#### Supplied material:

◇ ◇ ◇ ◇ ◇ ◇ ◇

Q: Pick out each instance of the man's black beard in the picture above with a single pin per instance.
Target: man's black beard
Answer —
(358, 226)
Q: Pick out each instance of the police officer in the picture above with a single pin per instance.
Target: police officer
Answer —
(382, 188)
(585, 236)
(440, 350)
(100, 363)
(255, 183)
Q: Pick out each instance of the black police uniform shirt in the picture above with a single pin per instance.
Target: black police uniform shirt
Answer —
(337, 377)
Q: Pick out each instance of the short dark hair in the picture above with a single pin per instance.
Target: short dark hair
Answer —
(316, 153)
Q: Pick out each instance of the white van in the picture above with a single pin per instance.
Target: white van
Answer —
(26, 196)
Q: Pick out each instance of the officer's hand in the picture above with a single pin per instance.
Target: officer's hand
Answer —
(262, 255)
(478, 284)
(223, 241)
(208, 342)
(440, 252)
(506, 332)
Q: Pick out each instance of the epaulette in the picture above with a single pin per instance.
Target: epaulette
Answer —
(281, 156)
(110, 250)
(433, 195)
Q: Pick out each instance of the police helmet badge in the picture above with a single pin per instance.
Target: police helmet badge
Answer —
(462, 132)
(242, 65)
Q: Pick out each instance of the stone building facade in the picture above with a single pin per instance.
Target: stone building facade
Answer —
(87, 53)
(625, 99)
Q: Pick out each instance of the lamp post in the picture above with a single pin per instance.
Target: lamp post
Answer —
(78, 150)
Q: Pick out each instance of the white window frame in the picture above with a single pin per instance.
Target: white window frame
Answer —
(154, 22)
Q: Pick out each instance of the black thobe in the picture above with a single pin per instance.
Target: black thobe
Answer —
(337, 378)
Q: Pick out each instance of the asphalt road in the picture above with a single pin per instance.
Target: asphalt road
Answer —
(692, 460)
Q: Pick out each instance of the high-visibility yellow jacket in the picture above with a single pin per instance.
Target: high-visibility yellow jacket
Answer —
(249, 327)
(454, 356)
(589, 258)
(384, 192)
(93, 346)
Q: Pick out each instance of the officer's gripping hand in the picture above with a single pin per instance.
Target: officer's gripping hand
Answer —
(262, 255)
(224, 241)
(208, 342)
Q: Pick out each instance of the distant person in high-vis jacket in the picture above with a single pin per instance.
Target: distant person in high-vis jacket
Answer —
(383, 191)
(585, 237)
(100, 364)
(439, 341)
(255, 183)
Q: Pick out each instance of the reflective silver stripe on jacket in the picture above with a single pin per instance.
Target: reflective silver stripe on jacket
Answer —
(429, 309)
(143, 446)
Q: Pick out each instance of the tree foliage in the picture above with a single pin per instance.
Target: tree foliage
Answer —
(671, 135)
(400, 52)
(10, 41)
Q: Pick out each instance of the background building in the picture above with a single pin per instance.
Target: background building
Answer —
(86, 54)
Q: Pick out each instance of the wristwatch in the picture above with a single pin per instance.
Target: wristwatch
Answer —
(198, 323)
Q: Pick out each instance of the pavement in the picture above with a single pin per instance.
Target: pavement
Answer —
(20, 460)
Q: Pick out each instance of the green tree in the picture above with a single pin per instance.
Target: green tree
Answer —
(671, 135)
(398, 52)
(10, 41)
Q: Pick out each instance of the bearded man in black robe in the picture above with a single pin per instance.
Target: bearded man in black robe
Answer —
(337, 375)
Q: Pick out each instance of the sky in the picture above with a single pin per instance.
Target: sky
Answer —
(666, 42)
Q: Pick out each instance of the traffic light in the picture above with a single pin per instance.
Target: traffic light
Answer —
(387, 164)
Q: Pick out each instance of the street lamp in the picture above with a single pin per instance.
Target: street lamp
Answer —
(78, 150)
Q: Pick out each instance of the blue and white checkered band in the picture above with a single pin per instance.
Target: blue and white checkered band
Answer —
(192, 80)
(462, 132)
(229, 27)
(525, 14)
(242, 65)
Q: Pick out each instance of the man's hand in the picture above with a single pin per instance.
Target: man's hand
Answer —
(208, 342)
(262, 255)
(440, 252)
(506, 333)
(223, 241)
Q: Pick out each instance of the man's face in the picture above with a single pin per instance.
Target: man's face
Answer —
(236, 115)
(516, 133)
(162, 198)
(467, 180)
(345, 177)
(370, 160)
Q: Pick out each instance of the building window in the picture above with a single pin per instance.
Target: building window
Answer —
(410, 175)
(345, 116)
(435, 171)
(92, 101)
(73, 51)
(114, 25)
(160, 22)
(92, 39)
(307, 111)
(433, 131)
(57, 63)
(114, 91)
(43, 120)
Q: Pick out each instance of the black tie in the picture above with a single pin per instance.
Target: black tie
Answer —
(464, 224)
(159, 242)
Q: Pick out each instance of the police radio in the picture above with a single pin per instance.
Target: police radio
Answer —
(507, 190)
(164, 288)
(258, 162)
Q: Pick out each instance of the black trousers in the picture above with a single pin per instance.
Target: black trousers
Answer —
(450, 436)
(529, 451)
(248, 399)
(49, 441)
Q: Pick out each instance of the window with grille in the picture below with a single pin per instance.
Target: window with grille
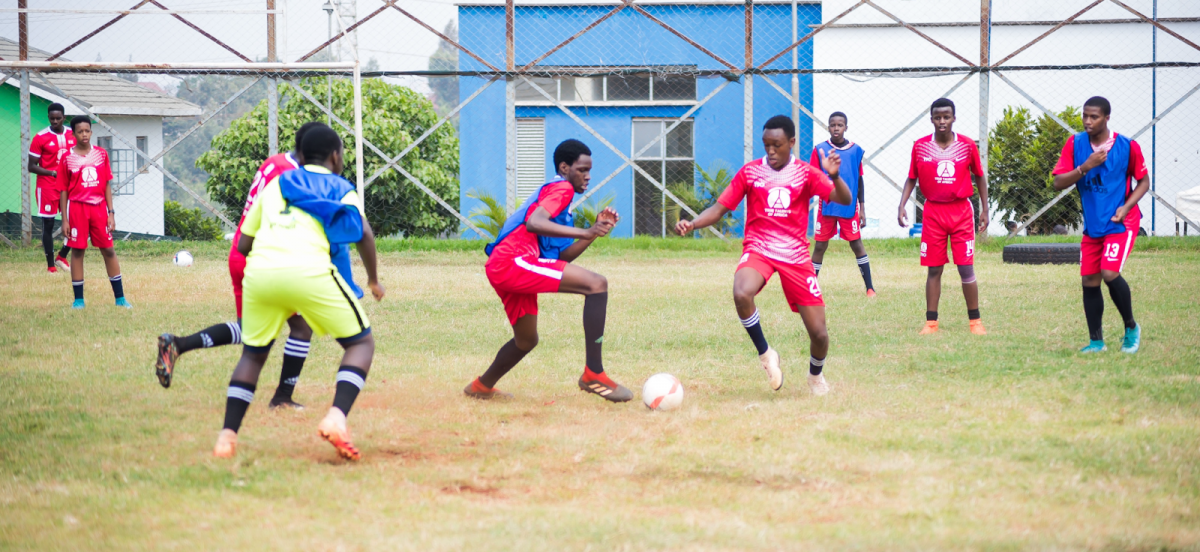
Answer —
(670, 162)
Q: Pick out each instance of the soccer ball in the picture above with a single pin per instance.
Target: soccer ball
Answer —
(663, 391)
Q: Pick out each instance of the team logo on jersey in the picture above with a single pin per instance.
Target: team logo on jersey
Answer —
(89, 177)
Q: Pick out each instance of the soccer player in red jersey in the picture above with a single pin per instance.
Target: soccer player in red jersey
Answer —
(843, 220)
(533, 255)
(943, 163)
(1102, 165)
(778, 189)
(45, 151)
(87, 183)
(295, 351)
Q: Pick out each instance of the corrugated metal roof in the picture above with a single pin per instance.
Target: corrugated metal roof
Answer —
(105, 94)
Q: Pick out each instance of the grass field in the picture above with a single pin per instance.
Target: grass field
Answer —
(1005, 442)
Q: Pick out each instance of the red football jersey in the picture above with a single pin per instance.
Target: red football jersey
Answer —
(269, 171)
(555, 198)
(49, 148)
(945, 175)
(84, 177)
(777, 207)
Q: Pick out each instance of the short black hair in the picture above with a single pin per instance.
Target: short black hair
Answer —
(942, 102)
(783, 123)
(319, 142)
(569, 151)
(79, 119)
(300, 132)
(1101, 102)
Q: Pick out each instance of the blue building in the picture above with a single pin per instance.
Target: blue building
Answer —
(651, 79)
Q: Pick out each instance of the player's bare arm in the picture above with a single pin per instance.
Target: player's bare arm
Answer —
(903, 216)
(1066, 180)
(367, 252)
(707, 217)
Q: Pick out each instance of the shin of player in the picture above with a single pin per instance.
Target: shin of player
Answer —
(288, 239)
(87, 203)
(777, 190)
(533, 255)
(45, 153)
(1102, 165)
(943, 163)
(295, 351)
(844, 220)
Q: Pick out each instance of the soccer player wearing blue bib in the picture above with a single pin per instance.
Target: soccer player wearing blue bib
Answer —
(834, 217)
(1102, 165)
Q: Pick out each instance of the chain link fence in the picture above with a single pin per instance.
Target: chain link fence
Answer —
(462, 103)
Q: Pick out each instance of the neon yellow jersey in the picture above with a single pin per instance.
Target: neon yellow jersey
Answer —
(287, 238)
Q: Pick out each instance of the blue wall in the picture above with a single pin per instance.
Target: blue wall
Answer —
(627, 39)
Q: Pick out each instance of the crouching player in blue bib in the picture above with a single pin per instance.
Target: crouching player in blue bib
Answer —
(532, 255)
(1102, 165)
(295, 240)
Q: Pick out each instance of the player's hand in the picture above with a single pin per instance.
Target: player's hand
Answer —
(684, 227)
(1095, 160)
(377, 289)
(832, 163)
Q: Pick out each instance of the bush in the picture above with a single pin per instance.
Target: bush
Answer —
(397, 117)
(1023, 151)
(190, 223)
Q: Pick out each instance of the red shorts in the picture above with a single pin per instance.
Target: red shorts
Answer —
(942, 221)
(799, 281)
(519, 281)
(237, 273)
(48, 201)
(1108, 252)
(88, 220)
(850, 229)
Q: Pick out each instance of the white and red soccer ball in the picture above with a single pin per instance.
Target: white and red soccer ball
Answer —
(663, 391)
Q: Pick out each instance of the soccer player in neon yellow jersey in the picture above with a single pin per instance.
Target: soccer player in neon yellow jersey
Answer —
(299, 221)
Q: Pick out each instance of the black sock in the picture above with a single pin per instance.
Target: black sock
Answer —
(1119, 289)
(349, 382)
(505, 359)
(227, 333)
(595, 309)
(294, 354)
(118, 288)
(48, 240)
(864, 268)
(755, 329)
(238, 399)
(1093, 310)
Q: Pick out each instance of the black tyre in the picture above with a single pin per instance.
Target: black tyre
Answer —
(1042, 253)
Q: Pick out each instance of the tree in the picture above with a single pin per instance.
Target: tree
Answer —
(1023, 151)
(445, 89)
(399, 117)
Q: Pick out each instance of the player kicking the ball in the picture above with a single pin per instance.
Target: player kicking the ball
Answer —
(533, 255)
(287, 238)
(778, 189)
(295, 349)
(87, 181)
(943, 163)
(1101, 163)
(845, 220)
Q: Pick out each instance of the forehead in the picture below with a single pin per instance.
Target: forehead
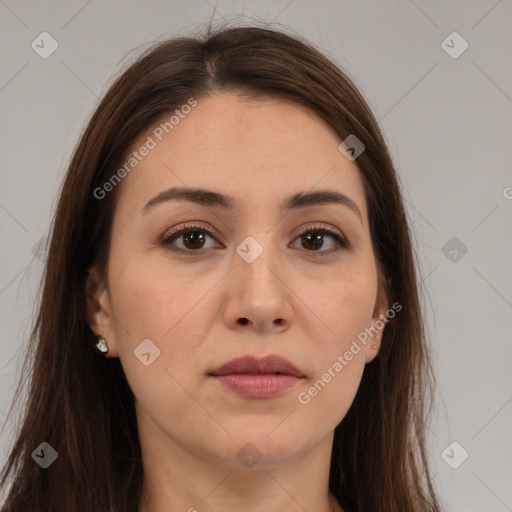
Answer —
(256, 150)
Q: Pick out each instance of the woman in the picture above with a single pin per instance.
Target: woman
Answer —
(230, 317)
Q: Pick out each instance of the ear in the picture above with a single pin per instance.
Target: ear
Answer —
(377, 325)
(99, 313)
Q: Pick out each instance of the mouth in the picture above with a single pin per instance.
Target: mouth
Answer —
(251, 377)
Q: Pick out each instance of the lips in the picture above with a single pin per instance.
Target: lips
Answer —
(254, 378)
(250, 365)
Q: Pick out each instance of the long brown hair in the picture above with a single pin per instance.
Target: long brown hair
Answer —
(81, 403)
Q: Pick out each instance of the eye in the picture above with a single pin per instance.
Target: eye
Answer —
(193, 239)
(313, 238)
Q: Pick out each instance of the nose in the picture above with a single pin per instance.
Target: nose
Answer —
(258, 294)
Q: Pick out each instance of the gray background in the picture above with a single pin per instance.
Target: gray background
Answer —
(448, 123)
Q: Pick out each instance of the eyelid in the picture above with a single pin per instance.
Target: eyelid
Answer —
(341, 240)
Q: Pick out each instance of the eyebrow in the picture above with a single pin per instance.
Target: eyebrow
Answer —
(213, 199)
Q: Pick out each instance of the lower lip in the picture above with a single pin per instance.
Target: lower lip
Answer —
(257, 386)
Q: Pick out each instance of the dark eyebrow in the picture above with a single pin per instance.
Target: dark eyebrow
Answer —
(216, 200)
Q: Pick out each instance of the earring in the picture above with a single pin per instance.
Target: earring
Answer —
(101, 344)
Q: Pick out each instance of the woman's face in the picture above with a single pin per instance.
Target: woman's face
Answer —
(261, 281)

◇ ◇ ◇ ◇ ◇ ◇ ◇

#### Your goal:
Rewrite the part of the records that opens with the line containing "Q: Pick out each instance of the soccer player wearing" and closes with the line containing "(1042, 253)", keeping every line in that part. Increase each coordinate in the answer points by 65.

#### Reply to the task:
Q: Pick out each instance of the soccer player wearing blue bib in the picture above with a single pin per instance.
Target: soccer player wearing blue bib
Answer —
(899, 282)
(1167, 230)
Q: Pick out each instance of the chain link fence in the picture above with a single pin per instance.
Target: chain link fence
Answer —
(527, 168)
Q: Pick out each instance of the neon yellow jersey in the picture above with a single pin per instance.
Target: neon yellow jersey
Answer —
(352, 303)
Q: Pick out each instance of the blue wall in the picture above with a single pin per instance.
Target: blue wall
Answer —
(692, 104)
Q: Pick out each instance of the crouching player in blue bib in the picture above with a single pin per instance.
Target: crouching player in blue bib
Answer —
(597, 320)
(1167, 230)
(360, 305)
Q: Pick out each instance of the player's hand in the picture above with a single pin per instance.
Target: player's hand
Answer —
(749, 292)
(1160, 225)
(442, 354)
(897, 228)
Q: Pick out each instance of the bush in the picture above with a single pin per instance.
Target: bush
Answer —
(462, 182)
(1088, 216)
(255, 288)
Q: Pick out each instance of the red shorts in the picture above with a single pin per instance.
Target: red shorts
Answer —
(1007, 286)
(864, 346)
(584, 346)
(302, 338)
(113, 266)
(1173, 317)
(153, 285)
(915, 294)
Q: Pick out each instance of the white and red soccer ball in the picture above with a single pin per instance.
Target: white and red soccer ball
Answer —
(728, 456)
Q: Pick out each instance of the soccer player in neon yellow jersey in the picture above with a single pin per instance.
Target: soccer player in neon yellow jersey
Answer —
(364, 286)
Q: Pick out each instance of the black sock in the picture above with a single pin per instance.
Target: black sock
Answer —
(1184, 354)
(414, 447)
(570, 424)
(292, 398)
(660, 374)
(359, 419)
(183, 353)
(113, 305)
(929, 333)
(820, 394)
(303, 464)
(1158, 375)
Q: Pick out each instance of the black tyre in the picture above with a single pin per instance.
Target: black tyre
Answer —
(1107, 318)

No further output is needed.